Collection entries:
· · · · · · ·

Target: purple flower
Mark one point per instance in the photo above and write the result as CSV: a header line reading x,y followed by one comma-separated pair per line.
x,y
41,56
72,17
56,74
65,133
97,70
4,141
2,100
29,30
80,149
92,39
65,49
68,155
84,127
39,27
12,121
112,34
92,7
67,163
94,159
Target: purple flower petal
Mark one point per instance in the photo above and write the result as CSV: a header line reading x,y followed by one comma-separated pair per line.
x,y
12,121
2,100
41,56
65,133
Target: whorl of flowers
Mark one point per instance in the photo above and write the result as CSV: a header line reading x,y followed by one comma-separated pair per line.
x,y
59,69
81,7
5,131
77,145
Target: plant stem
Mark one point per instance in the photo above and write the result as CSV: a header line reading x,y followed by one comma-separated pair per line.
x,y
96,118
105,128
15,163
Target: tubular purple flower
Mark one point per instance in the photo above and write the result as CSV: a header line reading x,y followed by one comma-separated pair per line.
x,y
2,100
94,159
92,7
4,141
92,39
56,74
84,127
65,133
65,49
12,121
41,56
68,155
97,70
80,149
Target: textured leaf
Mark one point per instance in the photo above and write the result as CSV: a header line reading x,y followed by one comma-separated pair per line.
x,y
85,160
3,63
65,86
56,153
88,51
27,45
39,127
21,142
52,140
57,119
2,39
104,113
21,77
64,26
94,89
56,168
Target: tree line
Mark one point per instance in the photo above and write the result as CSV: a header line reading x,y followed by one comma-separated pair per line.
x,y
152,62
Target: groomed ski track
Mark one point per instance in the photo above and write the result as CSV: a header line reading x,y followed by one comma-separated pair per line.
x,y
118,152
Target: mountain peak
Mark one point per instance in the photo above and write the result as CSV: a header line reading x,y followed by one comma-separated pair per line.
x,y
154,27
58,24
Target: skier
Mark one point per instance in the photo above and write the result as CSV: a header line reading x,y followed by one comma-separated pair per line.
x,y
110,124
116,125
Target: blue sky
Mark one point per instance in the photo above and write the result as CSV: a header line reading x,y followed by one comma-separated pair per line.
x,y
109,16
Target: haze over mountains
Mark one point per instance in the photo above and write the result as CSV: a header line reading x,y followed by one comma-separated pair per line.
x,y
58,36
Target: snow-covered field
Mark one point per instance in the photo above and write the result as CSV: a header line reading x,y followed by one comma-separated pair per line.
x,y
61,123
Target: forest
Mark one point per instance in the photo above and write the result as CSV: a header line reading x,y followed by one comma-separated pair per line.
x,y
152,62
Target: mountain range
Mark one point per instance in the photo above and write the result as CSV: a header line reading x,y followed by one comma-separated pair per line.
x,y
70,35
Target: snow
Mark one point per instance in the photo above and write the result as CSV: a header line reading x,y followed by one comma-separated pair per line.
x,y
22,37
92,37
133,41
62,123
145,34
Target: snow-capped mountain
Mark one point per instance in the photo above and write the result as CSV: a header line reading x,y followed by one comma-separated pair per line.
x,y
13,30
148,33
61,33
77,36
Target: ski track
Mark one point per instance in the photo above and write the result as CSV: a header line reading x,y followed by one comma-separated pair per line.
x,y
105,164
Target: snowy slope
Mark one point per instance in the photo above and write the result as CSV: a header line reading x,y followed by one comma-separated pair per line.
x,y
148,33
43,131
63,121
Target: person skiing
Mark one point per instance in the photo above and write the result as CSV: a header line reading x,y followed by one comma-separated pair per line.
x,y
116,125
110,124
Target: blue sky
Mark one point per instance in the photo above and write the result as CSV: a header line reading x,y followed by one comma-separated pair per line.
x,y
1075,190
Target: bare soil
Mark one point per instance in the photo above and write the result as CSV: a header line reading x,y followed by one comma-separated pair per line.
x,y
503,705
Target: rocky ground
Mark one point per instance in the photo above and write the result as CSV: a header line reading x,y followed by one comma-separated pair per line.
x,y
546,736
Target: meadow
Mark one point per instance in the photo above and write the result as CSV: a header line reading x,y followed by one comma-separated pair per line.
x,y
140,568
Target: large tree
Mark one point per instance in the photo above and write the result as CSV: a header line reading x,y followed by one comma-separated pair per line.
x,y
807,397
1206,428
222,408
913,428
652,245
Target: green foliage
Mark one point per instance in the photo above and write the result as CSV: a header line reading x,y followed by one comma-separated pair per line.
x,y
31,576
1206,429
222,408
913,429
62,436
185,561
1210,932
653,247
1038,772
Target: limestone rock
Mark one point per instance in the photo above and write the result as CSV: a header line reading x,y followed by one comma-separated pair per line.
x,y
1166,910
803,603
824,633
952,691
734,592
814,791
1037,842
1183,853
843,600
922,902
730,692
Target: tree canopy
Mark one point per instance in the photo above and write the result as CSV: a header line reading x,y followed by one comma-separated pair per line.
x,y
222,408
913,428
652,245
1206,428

· · · · · · ·

Extract every line containing the string "track" from the data above.

**FINISHED TASK:**
Target: groomed ski track
Target: ski track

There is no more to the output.